Point-based annotation records

------------------------------

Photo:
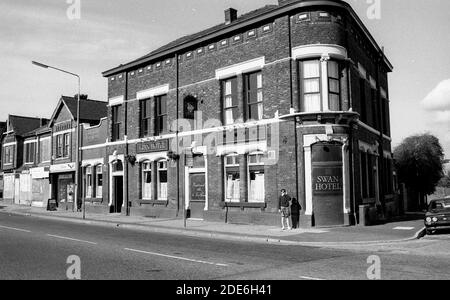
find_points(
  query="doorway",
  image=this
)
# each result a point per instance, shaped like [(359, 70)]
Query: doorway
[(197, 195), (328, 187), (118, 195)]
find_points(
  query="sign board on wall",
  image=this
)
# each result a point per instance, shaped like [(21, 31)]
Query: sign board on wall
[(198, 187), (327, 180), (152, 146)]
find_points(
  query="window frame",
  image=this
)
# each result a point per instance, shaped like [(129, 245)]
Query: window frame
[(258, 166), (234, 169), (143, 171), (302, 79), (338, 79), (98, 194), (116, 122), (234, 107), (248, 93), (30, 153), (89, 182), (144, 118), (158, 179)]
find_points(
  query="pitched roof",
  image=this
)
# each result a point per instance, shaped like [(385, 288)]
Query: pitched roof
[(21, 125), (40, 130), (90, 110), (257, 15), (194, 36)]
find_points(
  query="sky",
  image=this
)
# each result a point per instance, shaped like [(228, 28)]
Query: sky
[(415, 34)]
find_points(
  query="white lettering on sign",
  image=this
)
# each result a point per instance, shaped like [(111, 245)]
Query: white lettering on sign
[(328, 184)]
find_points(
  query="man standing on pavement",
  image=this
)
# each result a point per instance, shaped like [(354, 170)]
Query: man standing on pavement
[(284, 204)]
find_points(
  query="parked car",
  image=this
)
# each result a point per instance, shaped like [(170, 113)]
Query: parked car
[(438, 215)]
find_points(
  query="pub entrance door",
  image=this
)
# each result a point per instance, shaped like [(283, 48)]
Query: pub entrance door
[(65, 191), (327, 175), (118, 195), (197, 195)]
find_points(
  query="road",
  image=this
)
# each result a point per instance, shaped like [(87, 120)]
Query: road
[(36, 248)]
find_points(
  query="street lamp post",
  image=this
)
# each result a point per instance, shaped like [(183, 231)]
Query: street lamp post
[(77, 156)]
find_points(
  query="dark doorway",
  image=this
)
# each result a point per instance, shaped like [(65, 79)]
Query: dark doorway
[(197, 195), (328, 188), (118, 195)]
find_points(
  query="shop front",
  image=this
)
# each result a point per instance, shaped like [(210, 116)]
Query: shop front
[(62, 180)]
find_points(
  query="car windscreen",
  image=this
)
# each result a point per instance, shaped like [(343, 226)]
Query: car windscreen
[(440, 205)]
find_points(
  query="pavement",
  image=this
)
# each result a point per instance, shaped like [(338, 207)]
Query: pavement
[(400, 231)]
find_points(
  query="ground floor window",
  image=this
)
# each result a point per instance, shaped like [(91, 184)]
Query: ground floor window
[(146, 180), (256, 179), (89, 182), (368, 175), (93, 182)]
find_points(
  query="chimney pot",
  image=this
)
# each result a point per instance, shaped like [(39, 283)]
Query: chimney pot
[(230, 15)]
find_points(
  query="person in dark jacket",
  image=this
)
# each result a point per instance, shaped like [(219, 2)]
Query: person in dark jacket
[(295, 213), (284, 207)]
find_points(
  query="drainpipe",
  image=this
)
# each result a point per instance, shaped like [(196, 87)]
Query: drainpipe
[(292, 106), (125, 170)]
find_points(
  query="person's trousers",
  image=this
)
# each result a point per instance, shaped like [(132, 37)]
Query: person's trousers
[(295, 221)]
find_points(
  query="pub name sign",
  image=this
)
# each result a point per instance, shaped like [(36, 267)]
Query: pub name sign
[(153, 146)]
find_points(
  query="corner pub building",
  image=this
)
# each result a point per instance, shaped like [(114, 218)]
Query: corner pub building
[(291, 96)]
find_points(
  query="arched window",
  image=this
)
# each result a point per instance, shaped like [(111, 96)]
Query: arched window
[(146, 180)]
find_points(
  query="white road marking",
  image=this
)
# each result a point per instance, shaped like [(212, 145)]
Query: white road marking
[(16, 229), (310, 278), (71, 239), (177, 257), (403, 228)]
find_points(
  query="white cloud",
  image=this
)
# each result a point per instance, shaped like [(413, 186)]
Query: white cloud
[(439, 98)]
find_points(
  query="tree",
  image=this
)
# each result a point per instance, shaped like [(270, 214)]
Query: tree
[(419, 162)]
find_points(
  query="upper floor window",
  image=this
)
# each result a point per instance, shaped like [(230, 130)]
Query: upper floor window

------------------------------

Retype all of the records above word for word, omitting the pictures.

Photo:
find_points(
  query="doorway",
  image=this
)
# each result a point per instance, shaped like [(359, 70)]
Query: doorway
[(197, 195), (328, 187), (118, 195)]
find_points(
  query="sign board on wall",
  image=this
)
# each result a point per instance, shaped like [(21, 31)]
Query: sign board on wall
[(198, 187), (327, 180), (152, 146)]
find_points(
  query="window frame",
  image=this
)
# each result a point per instance, shaped like [(129, 245)]
Query: window frame
[(258, 166), (234, 169), (143, 171), (302, 79), (338, 79), (98, 194), (116, 122), (234, 107), (248, 93), (30, 153), (89, 182), (144, 118), (158, 179)]
find_points(
  query="pitched roof",
  image=this
)
# each result a point per instance, shaped like [(385, 288)]
Query: pitched roof
[(21, 125), (40, 130), (90, 110), (257, 15), (194, 36)]
find_points(
  query="sky",
  image=this
)
# each result a point per instance, shaped like [(228, 28)]
Query: sky
[(415, 34)]
find_points(
  query="white lettering on sign",
  image=this
)
# each result a point per instance, shaped like [(111, 245)]
Query: white lettering on sign
[(328, 184)]
find_points(
  query="man standing on pavement",
  image=this
)
# each result a point per instance, shaped like [(354, 170)]
Query: man standing on pavement
[(284, 204)]
find_points(
  query="parked car",
  image=this
)
# each result a point per instance, shaped like [(170, 113)]
Query: parked car
[(438, 215)]
find_points(
  query="pub entrance door",
  image=this
)
# each result a point per instance, shaped like [(283, 48)]
Query: pub entrance door
[(65, 191), (327, 175), (118, 195), (197, 195)]
find_points(
  query="road",
  image=this
)
# each result a point per instance, shaped like [(87, 120)]
Query: road
[(36, 248)]
find_points(
  query="street lamp post",
  image=this
)
# each result a point per instance, shaped like [(183, 231)]
Query: street lamp post
[(77, 156)]
find_points(
  query="dark doorway",
  image=this
)
# each result a point per instance, shaped like [(65, 79)]
Query: dark doorway
[(197, 195), (328, 188), (118, 195)]
find_points(
  query="shop front",
  image=this
)
# each result a point per instance, shaped like [(210, 116)]
Query: shop front
[(62, 180)]
find_points(
  query="car windscreen",
  image=this
)
# each result a point per instance, shaped like [(343, 226)]
Query: car windscreen
[(440, 205)]
find_points(
  query="pavement",
  image=this
)
# each result a point per instance, shaped like [(338, 207)]
Query: pavement
[(400, 231)]
find_points(
  query="ground floor window",
  image=this
)
# each result a point per instance, shaped like [(91, 184)]
Query: ground floor window
[(146, 180), (256, 179), (89, 182), (368, 175), (93, 182)]
find_points(
  query="chimney pot",
  image=this
)
# each result a point per instance, shaped like [(39, 283)]
Query: chimney pot
[(230, 15)]
find_points(
  query="person in dark jacket",
  image=this
)
# each result a point per instance, shaped like [(219, 2)]
Query: person in dark jacket
[(295, 213), (284, 207)]
find_points(
  query="drainpipe",
  image=this
)
# each result a point per instance, shaped like [(196, 87)]
Query: drainpipe
[(292, 106), (125, 170)]
find_points(
  query="person's trousers",
  image=this
)
# each result a point per instance, shaped like [(132, 37)]
Query: person's trousers
[(295, 221)]
find_points(
  query="pub name sign",
  image=this
)
# each result a point per instance, shaped like [(36, 267)]
Query: pub name sign
[(153, 146)]
find_points(
  query="corner pub building",
  image=this
)
# each result a point per instance, shaped like [(114, 218)]
Query: corner pub building
[(291, 96)]
find_points(
  query="arched window",
  image=this
)
# each result a point per instance, shaped like [(111, 96)]
Query: arched window
[(146, 180)]
find_points(
  query="white road marking",
  image=this
)
# each result a point per instance, shaped like [(212, 145)]
Query: white road marking
[(16, 229), (310, 278), (71, 239), (177, 257), (403, 228)]
find_points(
  query="white cloud",
  image=this
)
# each result a point per instance, shaped like [(413, 186)]
Query: white cloud
[(439, 98)]
find_points(
  query="tree",
  image=this
)
# each result a point per instance, shaped like [(270, 214)]
Query: tree
[(419, 162)]
find_points(
  query="upper floor window",
  image=this
)
# each result a point per instance, shaped like [(230, 130)]
Query: upper floor window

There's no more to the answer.